## Task instructions
Give the listing again in full, exactly as written.

## Data provided
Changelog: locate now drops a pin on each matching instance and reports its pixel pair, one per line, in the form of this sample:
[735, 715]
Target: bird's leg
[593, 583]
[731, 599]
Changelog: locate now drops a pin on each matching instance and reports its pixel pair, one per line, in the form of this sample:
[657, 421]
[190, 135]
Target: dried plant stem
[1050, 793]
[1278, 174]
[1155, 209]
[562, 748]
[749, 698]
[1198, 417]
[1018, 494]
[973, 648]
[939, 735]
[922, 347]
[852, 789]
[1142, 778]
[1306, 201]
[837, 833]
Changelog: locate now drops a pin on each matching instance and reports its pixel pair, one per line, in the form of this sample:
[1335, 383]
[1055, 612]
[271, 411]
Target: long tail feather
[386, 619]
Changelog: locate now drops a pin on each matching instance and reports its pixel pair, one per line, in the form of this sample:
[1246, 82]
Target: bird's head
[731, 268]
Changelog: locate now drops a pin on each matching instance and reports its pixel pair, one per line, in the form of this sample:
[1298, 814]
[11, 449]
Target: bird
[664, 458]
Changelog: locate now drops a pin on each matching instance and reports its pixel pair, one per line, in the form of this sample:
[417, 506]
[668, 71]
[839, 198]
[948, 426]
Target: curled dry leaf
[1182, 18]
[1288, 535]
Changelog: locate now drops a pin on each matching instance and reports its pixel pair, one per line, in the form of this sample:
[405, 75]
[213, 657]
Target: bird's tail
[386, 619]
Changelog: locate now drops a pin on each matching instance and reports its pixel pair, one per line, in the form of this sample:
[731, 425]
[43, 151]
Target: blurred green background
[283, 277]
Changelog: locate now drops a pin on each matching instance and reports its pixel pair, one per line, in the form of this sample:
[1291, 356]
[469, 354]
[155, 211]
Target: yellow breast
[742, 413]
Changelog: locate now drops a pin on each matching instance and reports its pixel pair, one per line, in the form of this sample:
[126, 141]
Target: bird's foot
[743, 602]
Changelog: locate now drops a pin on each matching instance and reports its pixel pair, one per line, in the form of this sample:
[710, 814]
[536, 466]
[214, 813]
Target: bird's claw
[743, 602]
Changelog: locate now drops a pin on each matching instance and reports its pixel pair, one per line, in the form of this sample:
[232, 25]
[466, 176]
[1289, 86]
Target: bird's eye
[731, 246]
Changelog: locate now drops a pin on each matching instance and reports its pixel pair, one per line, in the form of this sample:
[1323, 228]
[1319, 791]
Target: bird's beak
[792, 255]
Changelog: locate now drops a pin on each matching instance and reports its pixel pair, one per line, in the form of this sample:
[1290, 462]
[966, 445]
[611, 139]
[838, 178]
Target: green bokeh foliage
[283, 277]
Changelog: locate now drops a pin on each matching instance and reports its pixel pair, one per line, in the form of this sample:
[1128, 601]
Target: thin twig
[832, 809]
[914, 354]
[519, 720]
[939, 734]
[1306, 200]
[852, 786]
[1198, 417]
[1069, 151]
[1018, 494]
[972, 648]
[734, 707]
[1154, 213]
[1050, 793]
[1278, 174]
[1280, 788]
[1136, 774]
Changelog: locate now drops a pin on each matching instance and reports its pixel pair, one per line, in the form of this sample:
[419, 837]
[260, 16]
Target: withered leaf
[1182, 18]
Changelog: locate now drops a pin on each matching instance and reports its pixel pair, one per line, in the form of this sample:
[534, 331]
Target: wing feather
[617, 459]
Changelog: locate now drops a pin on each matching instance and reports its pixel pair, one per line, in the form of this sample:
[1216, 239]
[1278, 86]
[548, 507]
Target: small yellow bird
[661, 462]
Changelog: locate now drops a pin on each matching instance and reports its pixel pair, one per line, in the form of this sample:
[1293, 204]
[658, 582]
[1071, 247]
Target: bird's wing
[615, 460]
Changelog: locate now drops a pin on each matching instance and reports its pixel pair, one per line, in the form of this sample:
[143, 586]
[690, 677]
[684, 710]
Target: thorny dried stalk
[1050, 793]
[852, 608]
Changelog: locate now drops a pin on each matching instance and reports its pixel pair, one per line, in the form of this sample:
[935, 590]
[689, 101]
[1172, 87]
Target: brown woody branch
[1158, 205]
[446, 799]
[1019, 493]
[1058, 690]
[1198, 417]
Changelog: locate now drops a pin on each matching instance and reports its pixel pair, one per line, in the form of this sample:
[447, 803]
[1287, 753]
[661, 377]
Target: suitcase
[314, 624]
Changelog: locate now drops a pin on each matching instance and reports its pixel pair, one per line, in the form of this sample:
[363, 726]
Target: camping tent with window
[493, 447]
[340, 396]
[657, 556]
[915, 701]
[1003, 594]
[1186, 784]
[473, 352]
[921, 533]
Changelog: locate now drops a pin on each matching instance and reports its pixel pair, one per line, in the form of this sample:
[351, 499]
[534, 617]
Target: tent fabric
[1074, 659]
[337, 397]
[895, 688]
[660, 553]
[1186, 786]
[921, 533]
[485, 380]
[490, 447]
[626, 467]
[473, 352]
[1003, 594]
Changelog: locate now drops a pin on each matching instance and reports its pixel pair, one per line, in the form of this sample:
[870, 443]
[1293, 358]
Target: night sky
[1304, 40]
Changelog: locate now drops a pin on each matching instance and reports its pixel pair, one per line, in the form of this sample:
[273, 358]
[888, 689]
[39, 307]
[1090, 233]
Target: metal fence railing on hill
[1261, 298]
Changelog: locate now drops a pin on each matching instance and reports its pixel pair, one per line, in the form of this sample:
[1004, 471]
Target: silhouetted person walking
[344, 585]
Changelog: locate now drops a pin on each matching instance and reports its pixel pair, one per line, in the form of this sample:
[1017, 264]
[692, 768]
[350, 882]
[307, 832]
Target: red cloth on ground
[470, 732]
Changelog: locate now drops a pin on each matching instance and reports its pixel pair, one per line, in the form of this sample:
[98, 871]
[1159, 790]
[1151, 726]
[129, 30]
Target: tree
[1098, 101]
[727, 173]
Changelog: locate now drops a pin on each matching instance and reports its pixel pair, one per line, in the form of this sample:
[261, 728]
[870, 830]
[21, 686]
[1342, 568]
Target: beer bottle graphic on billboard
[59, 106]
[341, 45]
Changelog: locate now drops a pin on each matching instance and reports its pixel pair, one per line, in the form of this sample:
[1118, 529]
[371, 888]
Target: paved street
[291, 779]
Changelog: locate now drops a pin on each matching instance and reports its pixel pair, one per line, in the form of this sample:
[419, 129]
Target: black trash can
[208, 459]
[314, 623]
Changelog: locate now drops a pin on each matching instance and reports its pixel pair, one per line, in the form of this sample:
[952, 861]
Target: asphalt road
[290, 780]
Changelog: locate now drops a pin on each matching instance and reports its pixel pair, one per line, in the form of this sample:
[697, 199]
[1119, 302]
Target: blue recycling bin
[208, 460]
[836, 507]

## Solution to the exercise
Changelog: locate now drops a pin on each matching instance and reports its pixel pair, one per line, in the form of this sample:
[735, 715]
Target: bird's leg
[593, 583]
[731, 599]
Changelog: locate now drops a pin on each matching instance and reports its pixel pair, one per line, in the form of this sample:
[657, 421]
[190, 135]
Target: dried plant stem
[1050, 793]
[1278, 174]
[1155, 209]
[562, 748]
[749, 698]
[1198, 417]
[1018, 494]
[973, 648]
[939, 735]
[922, 347]
[852, 789]
[1142, 778]
[1306, 201]
[837, 833]
Changelog: locate now drops a pin on each matching instance and reports its pixel pair, one per line, in the form of this sample:
[1335, 383]
[1055, 612]
[271, 411]
Target: long tail feather
[386, 619]
Changelog: locate now drops a pin on each matching instance and reports its pixel pair, one per line, in the form of this sample:
[1246, 82]
Target: bird's head
[731, 268]
Changelog: locate now drops a pin on each matching instance and reports its pixel pair, one per line, in the form of this sample:
[1298, 814]
[11, 449]
Target: bird
[664, 458]
Changelog: locate now drops a pin on each matching instance and reports its pixel pair, one per line, in the form of this sample:
[417, 506]
[668, 71]
[839, 198]
[948, 426]
Target: curled dry leaf
[1182, 18]
[1288, 535]
Changelog: locate now drops a pin on each matching instance and reports its pixel pair, one per line, in the form of this sample:
[405, 75]
[213, 657]
Target: bird's tail
[386, 619]
Changelog: locate now drops a pin on each matching instance and reports its pixel pair, one per line, in the form of this sample:
[731, 425]
[43, 151]
Target: blurred green background
[283, 277]
Changelog: locate now drops a pin on each matching instance and reports its pixel pair, one per line, in the form of this sample:
[1291, 356]
[469, 354]
[155, 211]
Target: yellow breast
[742, 413]
Changelog: locate now drops a pin on each matching instance and reports its pixel pair, one per line, in the form of this sample:
[126, 141]
Target: bird's foot
[743, 602]
Changelog: locate now drops a pin on each matching instance and reports its pixel pair, one per line, in the form of this sample:
[710, 814]
[536, 466]
[214, 813]
Target: bird's claw
[743, 602]
Changelog: locate now drops a pin on each matching instance and reports its pixel pair, one per line, in the form of this sample:
[232, 25]
[466, 176]
[1289, 86]
Target: bird's eye
[731, 246]
Changelog: locate now drops a pin on each matching instance and reports its pixel pair, one per line, in the form of this sample:
[1323, 228]
[1319, 791]
Target: bird's beak
[792, 255]
Changelog: locate now drops a pin on each matching instance and reports its pixel pair, one per line, in the form of this sample:
[1290, 462]
[966, 445]
[611, 139]
[838, 178]
Target: green bokeh foliage
[283, 277]
Changelog: locate now drops a pin on each matching instance and reports its pixel pair, one per line, in the form of this sample:
[1128, 601]
Target: thin twig
[832, 809]
[914, 354]
[519, 720]
[939, 734]
[1306, 200]
[852, 786]
[1198, 417]
[1069, 151]
[1018, 494]
[972, 648]
[734, 707]
[1154, 213]
[1050, 793]
[1278, 174]
[1280, 788]
[1136, 774]
Changelog: locate now drops a pin on each matching instance and reports its pixel pair, one per line, in the form of this sample:
[419, 837]
[260, 16]
Target: withered leaf
[1182, 18]
Changelog: locate now drops a pin on each matching instance and reports its pixel pair, one per line, in the form of this sample:
[534, 331]
Target: wing feather
[617, 459]
Changelog: locate now drops a pin on each matching instance and reports its pixel pair, one per line, in the form of this sample:
[1216, 239]
[1278, 86]
[548, 507]
Target: small yellow bird
[661, 462]
Changelog: locate now drops a pin on each matching instance and reports its pixel pair, one per line, in the form of this sample:
[1293, 204]
[658, 582]
[1071, 247]
Target: bird's wing
[615, 460]
Changelog: locate now drops a pin on each matching instance and reports its pixel pair, one per line, in the form of this sample:
[143, 586]
[690, 677]
[684, 710]
Target: thorny dried stalk
[1050, 793]
[852, 608]
Changelog: locate now drops a pin on each matching instance and reports its pixel pair, one per line, in the form of this sample:
[935, 590]
[689, 101]
[1172, 87]
Target: brown woody branch
[1158, 205]
[446, 799]
[1019, 493]
[1058, 690]
[1198, 417]
Changelog: locate now drops a pin on each matching instance and reports its pixel pair, one per line, in the form of this sample:
[447, 803]
[1287, 753]
[661, 377]
Target: suitcase
[314, 624]
Changelog: locate now drops a pin on each matching instance and reports its pixel pair, one per line, in the form of this sample:
[363, 726]
Target: camping tent with window
[493, 447]
[340, 396]
[657, 556]
[915, 701]
[1003, 594]
[1186, 784]
[473, 352]
[921, 533]
Changelog: locate now drops a pin on each matching instance and reports its pixel pair, one per line, in the form of this sample:
[351, 499]
[534, 617]
Target: tent fabric
[1074, 659]
[337, 397]
[895, 688]
[660, 553]
[1186, 786]
[921, 533]
[485, 380]
[490, 447]
[626, 467]
[473, 352]
[1003, 594]
Changelog: locate now drops a pin on each matching instance and reports its pixel pair, one per line, in the form of this sample:
[870, 443]
[1293, 358]
Target: night sky
[1304, 40]
Changelog: locate now drops a pin on each matching instance and reports its pixel pair, one per line, in the form of this sample:
[273, 358]
[888, 689]
[39, 307]
[1090, 233]
Target: metal fence railing on hill
[1261, 298]
Changelog: locate now drops a pin on each matching instance and reports its pixel pair, one per line, in the form of this sample:
[1004, 471]
Target: silhouetted person walking
[344, 585]
Changelog: locate now drops a pin on each matching instance and reports its pixel pair, one per line, in the form of this sample:
[1017, 264]
[692, 768]
[350, 882]
[307, 832]
Target: red cloth on ground
[470, 732]
Changelog: locate now drops a pin on each matching instance and reports its pixel pair, one per line, in the form of this sample:
[98, 871]
[1159, 790]
[1151, 726]
[129, 30]
Target: tree
[1098, 101]
[727, 173]
Changelog: locate now drops a pin on each matching instance and reports its pixel pair, one per line, in the form of this sample:
[261, 728]
[870, 830]
[21, 686]
[1342, 568]
Target: beer bottle graphic on billboard
[59, 106]
[341, 45]
Changelog: locate now drops a pin on each matching instance and reports its pixel pair, one per line, in the form of this sample:
[1118, 529]
[371, 888]
Target: paved street
[291, 779]
Changelog: locate now drops a pin on each matching instance and reports its pixel pair, one per line, in the form of this sample:
[419, 129]
Target: black trash can
[208, 459]
[314, 623]
Changelog: locate now drops a pin on each matching instance and reports its pixel pair, one per line, in the form of this sample:
[952, 861]
Target: asphalt road
[290, 780]
Changelog: locate now drops a pin on each matching instance and reports its pixel pair, one per line, in the form of this sample:
[697, 199]
[1119, 302]
Target: blue recycling bin
[208, 460]
[836, 507]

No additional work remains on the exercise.